**What to work on:** Exactly reproduce the lines from the line that has "Task: Where can the tree" down to the last line of the entries, inclusive.

Records from a data source:

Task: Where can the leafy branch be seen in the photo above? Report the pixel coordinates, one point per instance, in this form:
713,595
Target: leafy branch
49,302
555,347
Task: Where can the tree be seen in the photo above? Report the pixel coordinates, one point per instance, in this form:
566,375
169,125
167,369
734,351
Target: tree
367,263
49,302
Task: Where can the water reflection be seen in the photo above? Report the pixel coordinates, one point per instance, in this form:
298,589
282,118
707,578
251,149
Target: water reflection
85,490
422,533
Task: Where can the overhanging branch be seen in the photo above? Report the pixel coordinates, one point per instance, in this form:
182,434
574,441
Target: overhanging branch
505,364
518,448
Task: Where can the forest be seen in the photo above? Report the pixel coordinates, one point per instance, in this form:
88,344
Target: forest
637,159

**Expected answer:**
Task: Where can the tree be seen in the photo above? Report the pixel coordinates, one point per instance, in this form:
566,375
169,125
167,369
734,351
Target: tree
367,263
49,302
Task: Where can the water reflection be seen in the photo above? Report the pixel coordinates, one point per instance, in this form:
298,589
282,118
707,578
251,149
Target: water reflection
85,490
422,533
Task: Where can the overhanging branch be seen in the photo above? Report the pixel coordinates, one point per instance, in this form:
182,434
574,441
Target: overhanging branch
505,364
518,448
Task: Where can the forest be seen in the photo above? Report the pixel coordinates, one point per instance, in this form:
88,344
Target: forest
637,159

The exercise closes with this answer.